** Problem requirements **
Find the line that contains "Target: foliage" in the entries below. Output it and each later line exactly, and nothing else.

(Position annotation records)
+ + + + + + +
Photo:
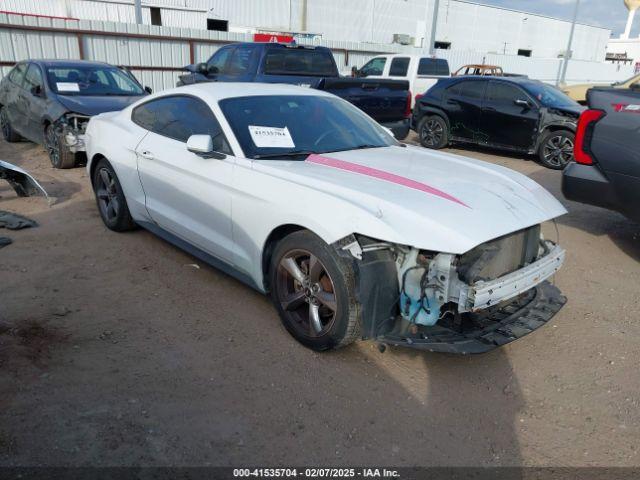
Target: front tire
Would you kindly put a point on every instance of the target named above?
(313, 290)
(556, 149)
(110, 198)
(59, 154)
(8, 133)
(433, 132)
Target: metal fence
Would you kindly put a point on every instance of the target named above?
(156, 55)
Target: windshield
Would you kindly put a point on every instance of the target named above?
(286, 126)
(93, 80)
(550, 96)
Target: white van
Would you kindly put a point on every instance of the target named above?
(422, 72)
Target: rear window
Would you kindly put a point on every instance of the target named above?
(433, 66)
(287, 61)
(399, 67)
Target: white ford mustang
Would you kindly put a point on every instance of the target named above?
(302, 196)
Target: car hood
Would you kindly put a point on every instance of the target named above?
(93, 105)
(422, 198)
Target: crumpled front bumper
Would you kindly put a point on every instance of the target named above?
(491, 328)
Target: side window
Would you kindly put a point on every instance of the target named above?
(144, 115)
(178, 117)
(240, 60)
(504, 93)
(399, 67)
(374, 67)
(433, 66)
(33, 78)
(219, 59)
(17, 74)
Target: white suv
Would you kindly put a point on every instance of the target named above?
(422, 72)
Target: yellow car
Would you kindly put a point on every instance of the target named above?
(579, 92)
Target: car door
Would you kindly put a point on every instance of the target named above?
(510, 117)
(463, 105)
(35, 103)
(14, 98)
(186, 194)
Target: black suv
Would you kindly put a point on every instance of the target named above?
(510, 113)
(50, 102)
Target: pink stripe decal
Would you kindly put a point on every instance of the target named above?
(381, 175)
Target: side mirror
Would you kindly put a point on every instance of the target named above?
(389, 131)
(202, 145)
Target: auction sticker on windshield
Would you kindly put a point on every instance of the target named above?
(67, 87)
(271, 137)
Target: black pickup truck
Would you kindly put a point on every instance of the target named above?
(606, 171)
(386, 101)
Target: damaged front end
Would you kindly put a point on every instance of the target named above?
(471, 303)
(71, 128)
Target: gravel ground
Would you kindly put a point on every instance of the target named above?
(116, 350)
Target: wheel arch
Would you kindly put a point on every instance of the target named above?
(93, 162)
(432, 111)
(272, 240)
(553, 127)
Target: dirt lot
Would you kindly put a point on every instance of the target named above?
(116, 350)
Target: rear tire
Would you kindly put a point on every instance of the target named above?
(59, 154)
(110, 198)
(8, 133)
(313, 290)
(556, 149)
(433, 132)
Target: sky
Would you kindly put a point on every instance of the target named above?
(611, 14)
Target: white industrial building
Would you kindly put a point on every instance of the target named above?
(462, 25)
(626, 48)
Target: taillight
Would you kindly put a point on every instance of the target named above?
(407, 111)
(582, 152)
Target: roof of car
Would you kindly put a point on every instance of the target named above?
(524, 81)
(216, 91)
(66, 63)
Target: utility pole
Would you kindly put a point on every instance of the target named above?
(567, 53)
(138, 7)
(434, 26)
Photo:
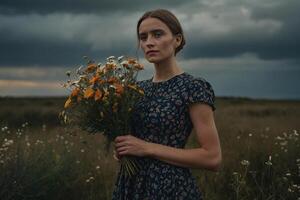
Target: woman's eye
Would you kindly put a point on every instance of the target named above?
(143, 38)
(157, 34)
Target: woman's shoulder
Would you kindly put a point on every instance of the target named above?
(196, 81)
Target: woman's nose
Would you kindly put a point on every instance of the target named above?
(149, 41)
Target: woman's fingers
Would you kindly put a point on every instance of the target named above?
(116, 156)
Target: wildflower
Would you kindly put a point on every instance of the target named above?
(245, 162)
(91, 67)
(75, 92)
(110, 58)
(115, 107)
(284, 143)
(120, 58)
(125, 64)
(89, 92)
(94, 80)
(68, 103)
(98, 95)
(68, 73)
(131, 61)
(138, 66)
(119, 88)
(269, 163)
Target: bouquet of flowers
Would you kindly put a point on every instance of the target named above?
(101, 100)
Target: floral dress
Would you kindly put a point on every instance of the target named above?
(162, 116)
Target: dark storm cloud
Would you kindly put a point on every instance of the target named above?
(269, 29)
(39, 53)
(45, 33)
(80, 6)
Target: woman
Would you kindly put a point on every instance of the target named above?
(174, 103)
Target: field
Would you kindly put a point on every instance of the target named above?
(41, 159)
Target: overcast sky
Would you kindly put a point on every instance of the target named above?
(230, 43)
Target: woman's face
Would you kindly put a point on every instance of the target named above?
(156, 40)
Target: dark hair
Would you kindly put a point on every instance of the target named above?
(169, 19)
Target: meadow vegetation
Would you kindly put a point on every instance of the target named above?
(41, 159)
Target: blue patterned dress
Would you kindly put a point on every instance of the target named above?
(162, 116)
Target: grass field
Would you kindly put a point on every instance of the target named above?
(40, 159)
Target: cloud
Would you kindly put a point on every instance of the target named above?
(59, 34)
(82, 6)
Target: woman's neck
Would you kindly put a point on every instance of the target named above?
(166, 70)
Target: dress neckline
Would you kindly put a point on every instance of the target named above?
(166, 81)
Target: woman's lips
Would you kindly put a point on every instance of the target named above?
(151, 52)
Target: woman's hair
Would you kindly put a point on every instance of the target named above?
(167, 18)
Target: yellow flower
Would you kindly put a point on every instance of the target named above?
(91, 67)
(89, 92)
(98, 95)
(94, 79)
(68, 103)
(138, 66)
(132, 87)
(119, 88)
(115, 107)
(112, 80)
(75, 92)
(141, 92)
(131, 61)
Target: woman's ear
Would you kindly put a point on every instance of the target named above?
(178, 39)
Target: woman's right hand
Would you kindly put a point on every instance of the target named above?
(116, 156)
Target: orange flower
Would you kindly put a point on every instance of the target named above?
(94, 79)
(89, 92)
(98, 95)
(68, 103)
(110, 66)
(79, 98)
(131, 61)
(125, 65)
(112, 80)
(91, 67)
(141, 92)
(75, 92)
(119, 88)
(138, 66)
(132, 87)
(115, 107)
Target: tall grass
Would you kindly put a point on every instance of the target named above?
(260, 144)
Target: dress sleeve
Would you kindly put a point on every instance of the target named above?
(201, 91)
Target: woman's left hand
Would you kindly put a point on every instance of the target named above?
(130, 145)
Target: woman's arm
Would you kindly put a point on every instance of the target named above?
(207, 156)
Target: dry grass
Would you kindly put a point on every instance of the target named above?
(45, 161)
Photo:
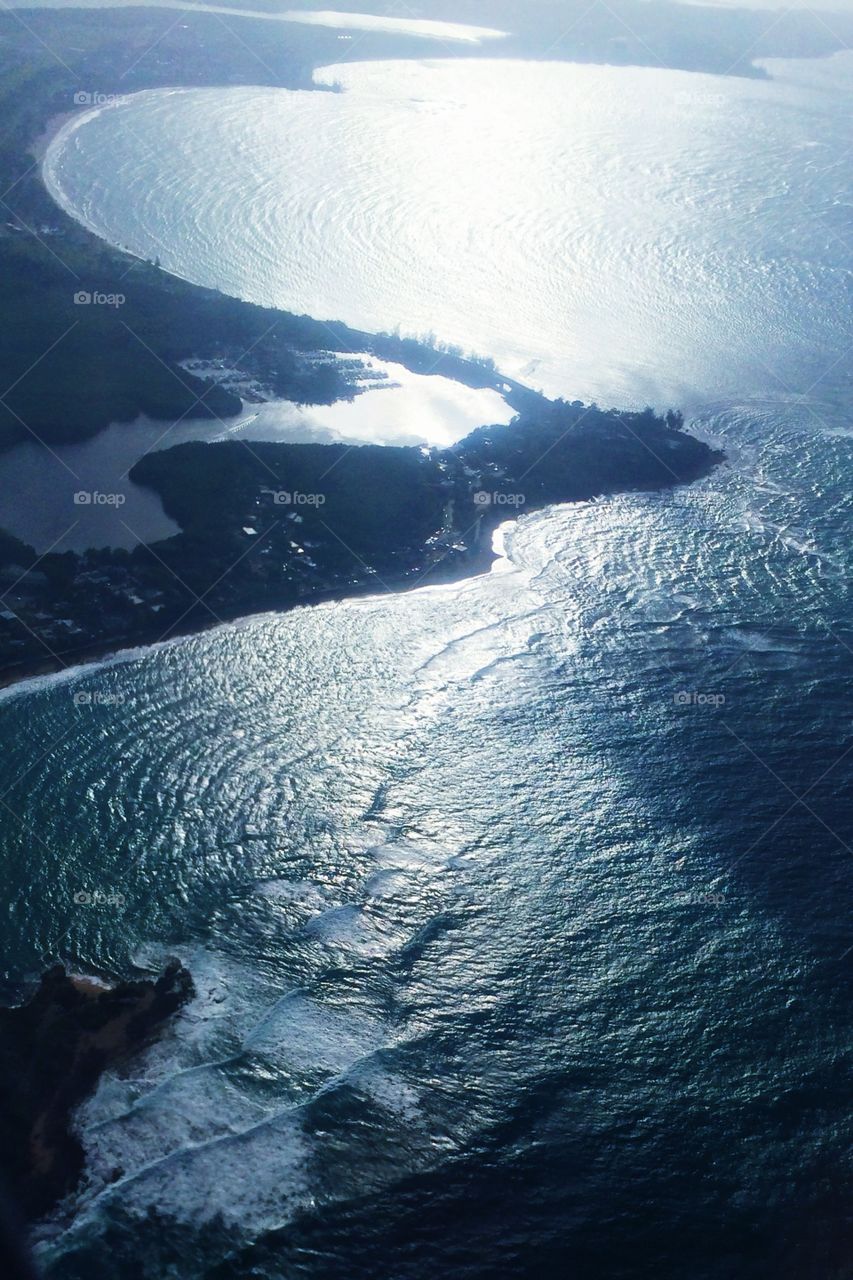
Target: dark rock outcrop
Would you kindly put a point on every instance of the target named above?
(53, 1051)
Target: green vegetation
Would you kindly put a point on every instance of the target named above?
(68, 369)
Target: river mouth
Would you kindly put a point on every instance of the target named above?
(500, 901)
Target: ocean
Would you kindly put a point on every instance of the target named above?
(516, 908)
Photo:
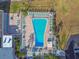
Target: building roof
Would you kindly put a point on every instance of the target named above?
(6, 53)
(41, 5)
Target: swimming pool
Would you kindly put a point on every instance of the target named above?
(39, 25)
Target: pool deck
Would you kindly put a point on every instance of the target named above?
(29, 30)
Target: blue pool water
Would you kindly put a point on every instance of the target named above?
(39, 25)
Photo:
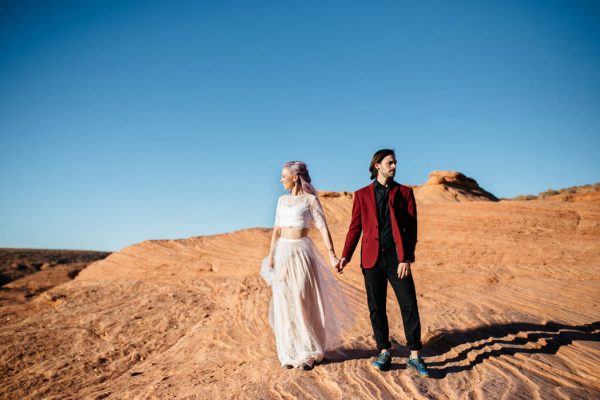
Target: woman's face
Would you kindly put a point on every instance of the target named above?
(287, 179)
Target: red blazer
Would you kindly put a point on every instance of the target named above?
(403, 212)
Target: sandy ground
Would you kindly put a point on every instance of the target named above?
(509, 297)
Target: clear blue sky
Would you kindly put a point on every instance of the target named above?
(129, 120)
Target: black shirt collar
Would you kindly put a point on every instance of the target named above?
(380, 186)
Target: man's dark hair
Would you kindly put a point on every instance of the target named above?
(377, 157)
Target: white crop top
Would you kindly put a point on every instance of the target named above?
(299, 211)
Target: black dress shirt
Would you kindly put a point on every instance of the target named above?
(382, 195)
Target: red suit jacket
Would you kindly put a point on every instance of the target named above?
(403, 212)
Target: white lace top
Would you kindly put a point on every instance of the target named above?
(299, 211)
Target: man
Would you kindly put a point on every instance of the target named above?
(385, 213)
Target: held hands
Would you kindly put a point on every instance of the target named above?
(340, 267)
(271, 260)
(403, 270)
(333, 259)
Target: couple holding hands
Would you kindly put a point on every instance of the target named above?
(308, 310)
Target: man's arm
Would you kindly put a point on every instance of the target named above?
(354, 231)
(411, 227)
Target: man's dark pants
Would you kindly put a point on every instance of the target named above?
(376, 279)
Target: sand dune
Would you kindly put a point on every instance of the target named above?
(508, 293)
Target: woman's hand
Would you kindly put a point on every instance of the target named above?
(271, 260)
(333, 259)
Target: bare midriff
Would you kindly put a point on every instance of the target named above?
(293, 233)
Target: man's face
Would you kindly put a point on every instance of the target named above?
(387, 167)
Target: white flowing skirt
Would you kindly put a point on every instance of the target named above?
(308, 310)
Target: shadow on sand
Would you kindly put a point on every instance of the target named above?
(554, 335)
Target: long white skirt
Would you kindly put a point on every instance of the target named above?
(308, 310)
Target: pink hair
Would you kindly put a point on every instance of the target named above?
(299, 168)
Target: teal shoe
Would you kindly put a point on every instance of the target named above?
(417, 365)
(384, 361)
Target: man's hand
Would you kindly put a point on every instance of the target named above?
(403, 270)
(333, 260)
(341, 265)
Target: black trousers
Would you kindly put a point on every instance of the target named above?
(376, 280)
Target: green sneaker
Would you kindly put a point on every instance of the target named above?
(383, 362)
(417, 365)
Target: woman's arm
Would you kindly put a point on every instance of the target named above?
(274, 237)
(321, 224)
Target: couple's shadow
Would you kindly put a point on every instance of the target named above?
(555, 335)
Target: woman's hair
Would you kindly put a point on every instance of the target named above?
(377, 157)
(299, 168)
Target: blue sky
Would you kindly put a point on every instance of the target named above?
(129, 120)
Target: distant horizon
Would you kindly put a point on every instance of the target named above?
(126, 120)
(257, 227)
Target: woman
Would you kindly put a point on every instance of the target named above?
(307, 310)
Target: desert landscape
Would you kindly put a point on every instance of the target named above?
(508, 290)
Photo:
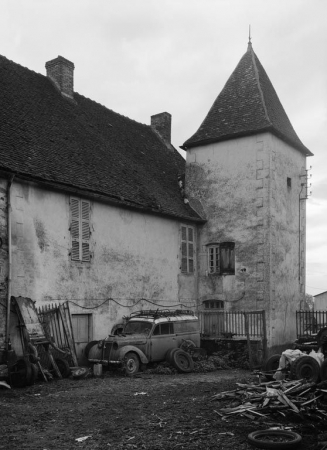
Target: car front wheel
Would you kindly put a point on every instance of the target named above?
(131, 363)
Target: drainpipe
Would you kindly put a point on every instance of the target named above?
(9, 260)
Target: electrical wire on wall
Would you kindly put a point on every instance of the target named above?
(136, 302)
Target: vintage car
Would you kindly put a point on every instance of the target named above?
(149, 336)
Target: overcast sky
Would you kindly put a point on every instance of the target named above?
(143, 57)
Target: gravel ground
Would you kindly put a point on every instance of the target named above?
(148, 411)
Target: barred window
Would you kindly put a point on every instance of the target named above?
(221, 258)
(213, 304)
(187, 249)
(80, 229)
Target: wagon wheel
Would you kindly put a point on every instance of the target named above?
(322, 337)
(182, 361)
(34, 374)
(275, 439)
(305, 367)
(169, 355)
(187, 345)
(63, 367)
(21, 373)
(271, 365)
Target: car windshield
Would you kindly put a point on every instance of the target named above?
(137, 328)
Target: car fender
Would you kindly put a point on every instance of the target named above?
(130, 348)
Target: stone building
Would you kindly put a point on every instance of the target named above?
(247, 167)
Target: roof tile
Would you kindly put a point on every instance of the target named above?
(248, 104)
(84, 145)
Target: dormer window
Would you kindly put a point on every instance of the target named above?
(221, 258)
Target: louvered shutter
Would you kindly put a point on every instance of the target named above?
(184, 249)
(187, 249)
(75, 228)
(190, 250)
(85, 225)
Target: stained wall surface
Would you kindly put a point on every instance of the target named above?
(242, 186)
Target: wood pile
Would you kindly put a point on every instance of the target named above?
(260, 400)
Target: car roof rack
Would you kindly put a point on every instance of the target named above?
(156, 313)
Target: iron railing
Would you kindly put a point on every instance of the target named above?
(308, 323)
(240, 324)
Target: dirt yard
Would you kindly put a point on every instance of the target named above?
(149, 411)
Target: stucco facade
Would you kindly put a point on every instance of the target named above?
(250, 189)
(134, 263)
(320, 302)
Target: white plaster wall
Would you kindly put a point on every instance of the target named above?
(135, 256)
(288, 239)
(320, 302)
(223, 176)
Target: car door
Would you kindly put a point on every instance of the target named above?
(163, 338)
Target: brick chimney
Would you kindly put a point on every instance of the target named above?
(61, 72)
(161, 123)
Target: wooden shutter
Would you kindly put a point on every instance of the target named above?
(85, 226)
(184, 248)
(75, 228)
(227, 257)
(80, 229)
(187, 249)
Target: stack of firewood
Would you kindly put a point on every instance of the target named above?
(264, 398)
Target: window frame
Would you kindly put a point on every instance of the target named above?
(217, 256)
(187, 249)
(213, 304)
(80, 232)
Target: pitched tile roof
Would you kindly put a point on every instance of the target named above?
(85, 145)
(248, 104)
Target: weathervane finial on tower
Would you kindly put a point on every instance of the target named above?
(249, 43)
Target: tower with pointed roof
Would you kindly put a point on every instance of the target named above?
(247, 167)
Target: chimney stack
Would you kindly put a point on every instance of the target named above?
(161, 123)
(61, 72)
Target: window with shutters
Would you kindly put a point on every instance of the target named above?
(221, 258)
(187, 249)
(80, 229)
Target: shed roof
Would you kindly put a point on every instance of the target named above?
(85, 145)
(248, 104)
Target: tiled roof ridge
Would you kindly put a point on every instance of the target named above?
(75, 92)
(111, 110)
(21, 66)
(85, 147)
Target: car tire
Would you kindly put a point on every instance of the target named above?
(88, 347)
(275, 439)
(271, 365)
(323, 370)
(187, 345)
(305, 367)
(131, 363)
(21, 373)
(80, 373)
(182, 361)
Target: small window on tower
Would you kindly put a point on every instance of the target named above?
(221, 258)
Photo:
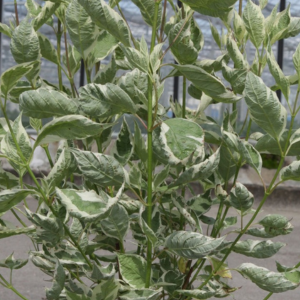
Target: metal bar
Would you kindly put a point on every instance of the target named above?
(280, 49)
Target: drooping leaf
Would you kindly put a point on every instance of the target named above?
(257, 249)
(176, 140)
(191, 245)
(133, 269)
(11, 263)
(213, 8)
(267, 280)
(11, 76)
(264, 106)
(106, 290)
(58, 283)
(207, 83)
(45, 103)
(106, 18)
(144, 294)
(291, 172)
(101, 169)
(69, 127)
(45, 14)
(240, 198)
(255, 23)
(147, 8)
(199, 171)
(82, 30)
(117, 223)
(86, 205)
(98, 100)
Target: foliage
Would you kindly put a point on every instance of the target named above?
(137, 187)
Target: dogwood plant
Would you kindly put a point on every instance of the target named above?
(130, 188)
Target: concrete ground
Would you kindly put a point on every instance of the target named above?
+ + + + + + +
** Finished task **
Target: foliage
Would you kindly put a point on every instance of the target named above?
(137, 187)
Target: dogwood plant
Would you kindly put a point on every instance of the target named above?
(130, 188)
Target: concrete ground
Would you kindly put a point on every instance of the target named above?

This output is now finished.